> Exercise prompt: Copy out all the data below word for word, changing nothing.

— START OF Provided records —

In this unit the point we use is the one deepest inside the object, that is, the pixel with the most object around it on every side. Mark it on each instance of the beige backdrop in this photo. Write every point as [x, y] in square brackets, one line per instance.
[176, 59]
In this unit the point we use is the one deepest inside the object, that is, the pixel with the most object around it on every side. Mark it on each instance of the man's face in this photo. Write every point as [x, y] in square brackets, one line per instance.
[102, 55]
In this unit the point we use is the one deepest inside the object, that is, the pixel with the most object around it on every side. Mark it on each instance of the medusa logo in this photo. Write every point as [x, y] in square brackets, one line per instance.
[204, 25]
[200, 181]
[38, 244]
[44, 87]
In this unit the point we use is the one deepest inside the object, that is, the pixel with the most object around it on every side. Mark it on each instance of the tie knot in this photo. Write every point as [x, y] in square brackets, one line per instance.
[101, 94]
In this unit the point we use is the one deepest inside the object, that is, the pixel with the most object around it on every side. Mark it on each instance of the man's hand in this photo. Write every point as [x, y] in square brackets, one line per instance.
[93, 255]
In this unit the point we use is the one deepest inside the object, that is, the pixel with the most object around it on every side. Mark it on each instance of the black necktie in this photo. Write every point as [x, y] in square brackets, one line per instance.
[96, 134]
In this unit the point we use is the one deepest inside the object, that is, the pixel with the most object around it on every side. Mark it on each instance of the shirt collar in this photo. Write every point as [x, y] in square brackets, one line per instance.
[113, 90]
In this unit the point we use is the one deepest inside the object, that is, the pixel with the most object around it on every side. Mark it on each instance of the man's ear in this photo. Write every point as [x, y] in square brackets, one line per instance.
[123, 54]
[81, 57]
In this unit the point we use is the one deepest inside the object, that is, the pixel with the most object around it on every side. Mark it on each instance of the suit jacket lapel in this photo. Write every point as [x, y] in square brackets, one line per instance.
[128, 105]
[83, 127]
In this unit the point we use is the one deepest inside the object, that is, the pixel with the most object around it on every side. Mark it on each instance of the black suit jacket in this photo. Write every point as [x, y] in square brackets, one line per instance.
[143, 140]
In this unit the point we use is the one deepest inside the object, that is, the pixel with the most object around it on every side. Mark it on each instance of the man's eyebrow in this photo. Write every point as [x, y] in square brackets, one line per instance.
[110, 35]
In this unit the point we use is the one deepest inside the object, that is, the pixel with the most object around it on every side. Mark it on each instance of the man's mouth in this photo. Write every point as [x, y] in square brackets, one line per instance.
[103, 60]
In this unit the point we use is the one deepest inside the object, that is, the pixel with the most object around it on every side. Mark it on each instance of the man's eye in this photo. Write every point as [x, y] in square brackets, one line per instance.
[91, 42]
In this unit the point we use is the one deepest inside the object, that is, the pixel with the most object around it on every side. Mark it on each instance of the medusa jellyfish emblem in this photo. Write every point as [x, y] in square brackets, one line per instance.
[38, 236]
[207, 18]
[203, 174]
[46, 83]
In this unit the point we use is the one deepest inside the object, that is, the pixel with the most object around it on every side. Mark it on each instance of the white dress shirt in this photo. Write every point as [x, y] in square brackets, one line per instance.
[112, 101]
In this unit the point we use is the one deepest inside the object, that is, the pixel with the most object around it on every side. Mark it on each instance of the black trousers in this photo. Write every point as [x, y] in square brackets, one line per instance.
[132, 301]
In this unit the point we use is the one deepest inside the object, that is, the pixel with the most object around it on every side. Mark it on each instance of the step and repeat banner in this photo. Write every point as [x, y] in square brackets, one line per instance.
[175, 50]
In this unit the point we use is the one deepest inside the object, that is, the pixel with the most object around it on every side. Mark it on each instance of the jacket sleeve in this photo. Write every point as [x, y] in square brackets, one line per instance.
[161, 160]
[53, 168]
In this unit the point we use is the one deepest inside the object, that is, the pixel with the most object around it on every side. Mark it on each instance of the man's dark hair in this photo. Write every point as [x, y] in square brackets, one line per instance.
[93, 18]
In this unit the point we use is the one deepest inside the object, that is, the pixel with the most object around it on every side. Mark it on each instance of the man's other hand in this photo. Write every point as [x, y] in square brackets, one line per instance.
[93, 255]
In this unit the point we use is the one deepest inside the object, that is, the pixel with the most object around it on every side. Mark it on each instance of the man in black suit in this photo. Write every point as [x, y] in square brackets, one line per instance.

— END OF Provided records —

> Output below:
In this unit the point we use is the one deepest inside the object, that is, the pixel with the most object around it on every side. Mark it on each instance of the beige backdrop in this photo. Write every point as [x, y] in square brackets, one line per instance.
[176, 59]
In this unit the point we use is the one deepest inside the object, that is, the pixel with the most object around it on every side. Mark it on each instance of the man's face in this photo. Write every point as [x, y] in square brackets, one line per instance.
[102, 55]
In this unit the point we use is the one deepest inside the object, that is, the pixel with the most object around it on every side. Mark it on each instance of the medusa logo in this photo. Write every point as [x, y] in square brackets, one line per instance.
[204, 25]
[200, 181]
[38, 244]
[44, 87]
In this unit the point we use is the one deepest inside the object, that is, the pixel with the most object around it on every side. Mark it on each instance of the tie knot in this photo. Write every point as [x, y] in square brackets, one line per instance.
[101, 94]
In this unit the point we use is the one deepest inside the object, that is, the pixel with the most object around it on every side. Mark it on each instance of the man's hand in this photo. Write every point as [x, y] in square brackets, one line per instance.
[93, 255]
In this unit the point we use is the one deepest inside the object, that is, the pixel with the most object around it on every side. Mark it on each instance of the black necktie in this photo. Write every point as [x, y] in square brackets, one line per instance.
[96, 134]
In this unit the point we use is the one deepest inside the object, that is, the pixel with the most object around it on every side. Mark it on each instance of the shirt collar in this photo. Write every point as [x, y] in square brackets, one line per instance.
[113, 90]
In this unit the point we use is the one deepest inside the object, that is, the pixel with the most object around it on every side. Mark it on each instance of the man's ear in this photo. Write every point as [x, y] in square brackets, one line per instance.
[123, 54]
[81, 57]
In this unit the point we use is the one deepest inside the object, that is, the pixel with the most object around it on every side. Mark it on each instance of the suit jacket lapel in this photo. Write every point as [x, y] in square brackets, one line per instance.
[128, 105]
[83, 127]
In this unit the point we use is the one deepest inside the object, that is, the pixel with the most object around it on every side. Mark it on each instance of the black suit jacket in this photo. Write every point as [x, y] in square brackets, one line per instance.
[143, 140]
In this unit the point we use is the one deepest inside the object, that is, the pixel with the most object around it on every side. Mark it on each instance of the man's eyebrow in this photo. Write every point as [x, y] in square brackets, one line per instance.
[110, 35]
In this unit the point we use is the one deepest inside the object, that is, the pixel with the most object around it on every side. Mark it on each instance of the man's mouth in this photo. Write every point as [x, y] in square brackets, one line per instance.
[103, 60]
In this unit the point we use is the one deepest inside the object, that is, the pixel with the most object around it on every side. Mark it on each instance of the man's eye in this photo. Write every point as [x, y] in square brackets, one line per instance.
[91, 42]
In this unit the point we use is the one deepest inside the object, that is, the pixel with the most object around it on every side. Mark it on each instance of the medusa jellyfish emblem in this photo. Write every point as [x, y] in square brackets, one line per instance.
[38, 236]
[207, 18]
[203, 174]
[46, 83]
In this unit the point we use is the one deepest inside the object, that is, the pixel with the most object around it on every side. Mark it on each instance of the white dress shirt in this photo. Write every point as [x, y] in square brackets, one line per instance.
[112, 101]
In this unit the point we use is the one deepest inside the object, that is, the pixel with the most object around it on every side. Mark it on each instance of the black trousers in this photo. Write every point as [x, y] in square brackets, one line per instance.
[132, 301]
In this unit the point we use is the one deepest inside the object, that is, the pixel with the most object around it on every side. Mark it on each instance of the step and repeat banner in this photo. Write every point as [x, y] in square brackets, one line per instance.
[175, 50]
In this unit the point we use is the one deepest inside the object, that is, the pixel with the most object around it on every side. Mark it on each instance of the jacket sleeve in this photo. Write every point as [x, y] in square brackets, one line per instance.
[161, 160]
[53, 168]
In this unit the point we use is the one deepest inside the object, that is, the pixel with the most object around it on every side. Mark it on each instance of the man's dark hair in this photo. Write every point as [x, y] in square brackets, one line per instance.
[93, 18]
In this unit the point we use is the one deepest inside the object, that is, the pixel with the most object around it on every side. Mark it on each instance of the man's other hand in this photo. Write every point as [x, y] in square brackets, one line per instance.
[93, 255]
In this unit the point we use is the one deepest inside the object, that is, the pixel with the most object around it on every side. Mark it on each instance of the man in black suit in this photo. Write every point as [x, y] in square brackets, one line per instance.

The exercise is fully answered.